### WRITTEN PROBLEM:
Omit the pictures and output every entry below exactly as written.

### Collected data entries:
((

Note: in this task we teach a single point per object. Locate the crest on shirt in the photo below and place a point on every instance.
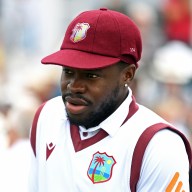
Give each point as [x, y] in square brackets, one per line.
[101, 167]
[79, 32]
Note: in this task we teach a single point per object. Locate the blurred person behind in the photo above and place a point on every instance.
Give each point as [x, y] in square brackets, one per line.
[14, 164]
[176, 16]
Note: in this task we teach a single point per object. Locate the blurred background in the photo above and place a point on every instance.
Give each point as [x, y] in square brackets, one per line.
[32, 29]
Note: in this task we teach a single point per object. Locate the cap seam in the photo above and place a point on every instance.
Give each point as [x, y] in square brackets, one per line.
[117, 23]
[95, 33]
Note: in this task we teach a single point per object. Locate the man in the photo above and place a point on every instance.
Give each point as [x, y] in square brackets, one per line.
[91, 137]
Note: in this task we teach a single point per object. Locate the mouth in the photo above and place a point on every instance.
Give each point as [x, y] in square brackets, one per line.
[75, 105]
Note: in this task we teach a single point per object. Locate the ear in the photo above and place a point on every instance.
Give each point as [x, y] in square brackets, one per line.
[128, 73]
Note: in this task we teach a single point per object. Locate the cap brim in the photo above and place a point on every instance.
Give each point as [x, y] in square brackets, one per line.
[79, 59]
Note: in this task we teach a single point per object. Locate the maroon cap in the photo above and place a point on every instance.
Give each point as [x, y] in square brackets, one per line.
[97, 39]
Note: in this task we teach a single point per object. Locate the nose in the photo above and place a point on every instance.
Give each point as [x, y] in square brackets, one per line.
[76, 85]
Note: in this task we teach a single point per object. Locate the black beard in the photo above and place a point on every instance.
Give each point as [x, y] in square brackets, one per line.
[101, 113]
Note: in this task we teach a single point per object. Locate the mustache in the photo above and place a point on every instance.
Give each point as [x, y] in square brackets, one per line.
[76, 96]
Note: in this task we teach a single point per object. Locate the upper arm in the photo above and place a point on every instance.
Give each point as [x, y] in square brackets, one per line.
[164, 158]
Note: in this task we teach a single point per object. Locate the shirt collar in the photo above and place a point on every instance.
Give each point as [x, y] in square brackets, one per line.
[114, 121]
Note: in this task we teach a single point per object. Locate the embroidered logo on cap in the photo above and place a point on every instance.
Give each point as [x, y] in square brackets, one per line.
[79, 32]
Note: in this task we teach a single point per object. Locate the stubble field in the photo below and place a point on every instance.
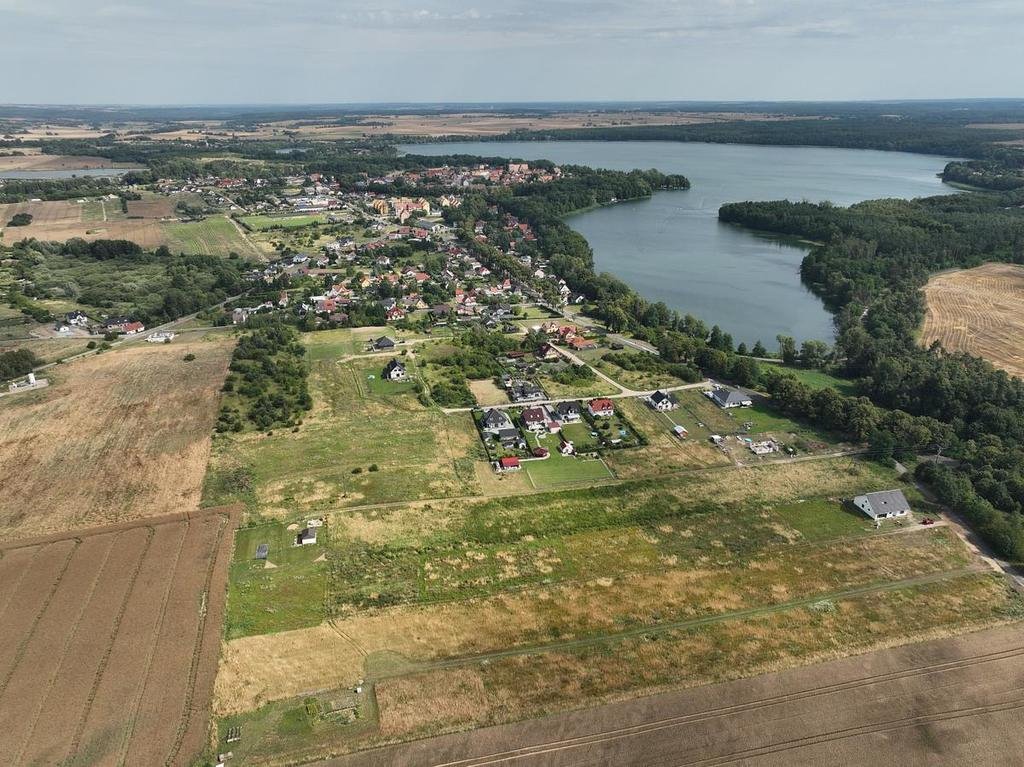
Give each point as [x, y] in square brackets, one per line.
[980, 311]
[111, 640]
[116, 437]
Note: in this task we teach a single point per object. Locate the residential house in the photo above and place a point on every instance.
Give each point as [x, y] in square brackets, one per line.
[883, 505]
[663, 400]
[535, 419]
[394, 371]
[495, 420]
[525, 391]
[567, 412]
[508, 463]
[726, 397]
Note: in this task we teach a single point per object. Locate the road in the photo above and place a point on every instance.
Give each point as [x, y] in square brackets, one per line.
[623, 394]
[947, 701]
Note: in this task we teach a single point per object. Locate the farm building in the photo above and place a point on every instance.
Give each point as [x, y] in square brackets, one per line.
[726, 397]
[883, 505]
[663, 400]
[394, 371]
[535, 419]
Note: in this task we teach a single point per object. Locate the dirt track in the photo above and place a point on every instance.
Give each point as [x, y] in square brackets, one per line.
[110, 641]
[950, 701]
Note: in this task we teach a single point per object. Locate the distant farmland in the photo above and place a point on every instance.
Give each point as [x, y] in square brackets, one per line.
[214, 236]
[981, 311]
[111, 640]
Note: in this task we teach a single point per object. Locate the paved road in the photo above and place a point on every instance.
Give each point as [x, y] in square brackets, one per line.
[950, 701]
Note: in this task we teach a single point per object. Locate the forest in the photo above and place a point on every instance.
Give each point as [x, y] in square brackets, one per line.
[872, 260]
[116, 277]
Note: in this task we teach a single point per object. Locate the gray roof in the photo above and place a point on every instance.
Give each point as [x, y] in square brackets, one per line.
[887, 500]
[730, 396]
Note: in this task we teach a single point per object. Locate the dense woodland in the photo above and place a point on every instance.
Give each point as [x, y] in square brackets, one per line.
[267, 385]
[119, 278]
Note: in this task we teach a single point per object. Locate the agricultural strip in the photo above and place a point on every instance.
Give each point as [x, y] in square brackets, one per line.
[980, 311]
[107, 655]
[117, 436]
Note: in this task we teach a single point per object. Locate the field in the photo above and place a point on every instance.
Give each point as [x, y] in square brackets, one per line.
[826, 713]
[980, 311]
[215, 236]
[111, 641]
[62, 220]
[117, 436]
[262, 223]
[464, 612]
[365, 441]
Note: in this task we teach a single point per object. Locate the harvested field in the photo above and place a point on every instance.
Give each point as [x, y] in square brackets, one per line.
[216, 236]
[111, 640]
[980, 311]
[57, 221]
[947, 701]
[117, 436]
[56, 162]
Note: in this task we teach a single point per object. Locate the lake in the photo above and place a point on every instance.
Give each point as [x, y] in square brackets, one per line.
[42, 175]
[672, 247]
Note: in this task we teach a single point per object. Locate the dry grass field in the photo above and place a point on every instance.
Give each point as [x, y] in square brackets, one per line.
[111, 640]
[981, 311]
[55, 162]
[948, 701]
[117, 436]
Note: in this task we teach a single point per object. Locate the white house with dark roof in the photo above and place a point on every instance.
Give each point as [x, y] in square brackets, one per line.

))

### TASK RESPONSE:
Note: in this task we teach a single point per object. Locate the crest on shirt in the photo below and place a point on every instance.
Give each point as [x, y] in square brackets, one per line.
[101, 167]
[79, 32]
Note: in this task we teach a single point per object. Locate the blurred person behind in the photo above and place a point on every instance.
Give each point as [x, y] in square brackets, one per line.
[14, 164]
[176, 16]
Note: in this task we teach a single point per object. Locate the blurred background in the photo above and place a point on every instance.
Give each point as [x, y] in square brackets, one per line.
[32, 29]
Note: in this task we teach a single point per object. Locate the cap seam in the photo above and place a point on every instance.
Give each point as [x, y] in square brackets, one per line.
[117, 23]
[95, 33]
Note: in this task we teach a single point per object. Locate the man in the photo above and place a point on every instance.
Give each point as [x, y] in square brackets, one per line.
[91, 137]
Note: in this task we teach a single point per object. Locate the mouth in the photo above and place a point on every instance.
Give each point as [x, y] in square brackets, one per line.
[75, 105]
Note: in this task we teach a single point per object. Locate the ear in the photo above and place a point on every instance.
Give each point as [x, y] in square brackets, one per line.
[128, 73]
Note: in this task we teach a single point per object. Locate the cap brim in the photo above and place a point on every instance.
Give each point as [x, y] in square brackets, one per line.
[79, 59]
Note: in this task we teach a single point per object. Locate the maroon cap in the photo above and place a point on every instance.
Give each point as [x, y] in square brackets, one per line.
[97, 39]
Note: in this task we teach a single point per object. Locate the nose in the photo above and place a point on every instance.
Give each point as [x, y] in square brackets, one per line.
[76, 85]
Note: in this task we teach a single point per object. Locate the black beard in the photo above and place a point on every instance.
Give each point as [x, y] in square brackets, one per line.
[101, 113]
Note: in this task we teach a single point per object. Locate the mustache in the photo above and place a point on every instance.
Give each point as [x, y] in square brackets, one per line.
[76, 96]
Note: in this task we teach a single point per object. Locate the upper arm in the photo above and place a point on every instance.
Give each point as [x, y] in square brackets, one per line.
[164, 158]
Note: in this task we teach a single point per object. Locate the shirt collar in the photo above and place a point on every instance.
Give each point as [x, y] in square brackets, one per line.
[114, 121]
Note: in this task we teach a single point per object. Locate the embroidered logo on cap in the photo above and place a point on every instance.
Give each point as [x, y] in square brackets, one per line.
[79, 32]
Note: in this task we teach a single point per object. Locate the stubble field in the photo below and place a point on every instance.
Give each point as [x, y] in square brackets, one per line.
[980, 311]
[111, 640]
[116, 437]
Note: in this task we teach a single point per object. Locate the residential house in the photo above and place a point on every instance.
Give each point as [x, y] in square brackets, one per line.
[883, 505]
[663, 400]
[535, 419]
[394, 371]
[495, 420]
[525, 391]
[567, 412]
[508, 463]
[726, 397]
Note: in this task we teach a single point per object. Locate the road in the photo above and place a point on every instance.
Give each point as [x, y] in square brackets, one per line.
[623, 394]
[947, 701]
Note: in this task we teach a single point per object. Locate the farm building in the photo above and place a point on every instance.
Give each point as [x, y] in square brackets, one per line.
[726, 397]
[883, 505]
[663, 400]
[394, 371]
[535, 419]
Note: in this task we teach a single point per object. Locate the dirt track in the photo above and place a point on every instance.
Give each point as [x, y] in square brackets, one per line.
[110, 641]
[950, 701]
Note: in this task we teach a single point per object. Locate the distant farmland in the photo above and place a point on every instance.
Give each point as [x, y] in square brackets, one per line.
[214, 236]
[981, 311]
[111, 640]
Note: in this task we teach a single point per object. Locate the paved road in the photo above and place a point on every instance.
Give each point as [x, y] in square brackets, one per line.
[950, 701]
Note: in this task we teach a single point per object. Locate the forest in the photo above and place a point on every instance.
Give each point as [x, y] in square brackets, one per line.
[872, 260]
[116, 277]
Note: in this task we teach a single point per object. Locate the gray roof in the photo above and place a point on every instance.
Give each point as [x, y] in square brackets, one per line.
[887, 500]
[730, 396]
Note: in this task we teach a single point per object. Locate the dense woodland in the photo above and place a point on every instance.
Give each point as [x, y] in square brackets, one per line.
[267, 385]
[119, 278]
Note: in this task we teach a single point per object. Locate the agricultural strip in the photo above and place a point on every instance.
Give each point as [x, y] in square brackets, one per line.
[980, 311]
[107, 655]
[117, 436]
Note: in this task we teach a single point per object. Locate the field in the photo above and place a point on every instance.
Give each point as [x, y] in square brackets, one per line.
[826, 713]
[980, 311]
[215, 236]
[111, 641]
[62, 220]
[117, 436]
[262, 223]
[464, 612]
[365, 441]
Note: in this task we teach a single point per object. Locate the harvested field in the photo above and place a point on every instance.
Give each point as [x, y] in square brackets, one per line.
[216, 236]
[111, 640]
[980, 311]
[57, 221]
[947, 701]
[117, 436]
[56, 162]
Note: in this task we teach a single point per object. Locate the lake in the photo above and place a point on every instance.
Give each point as [x, y] in square brackets, one per line.
[42, 175]
[672, 247]
Note: in this task we teach a single point per object. Locate the dry grass field in the photo above and place a point on every instance.
Give each point as [x, y] in square brackets, one per line.
[111, 640]
[981, 311]
[55, 162]
[948, 701]
[117, 436]
Note: in this task we teach a single point per object. Locate the white house with dark roof in the photo above and place a point on every instance.
Give each point as [x, y] in square brackets, one per line.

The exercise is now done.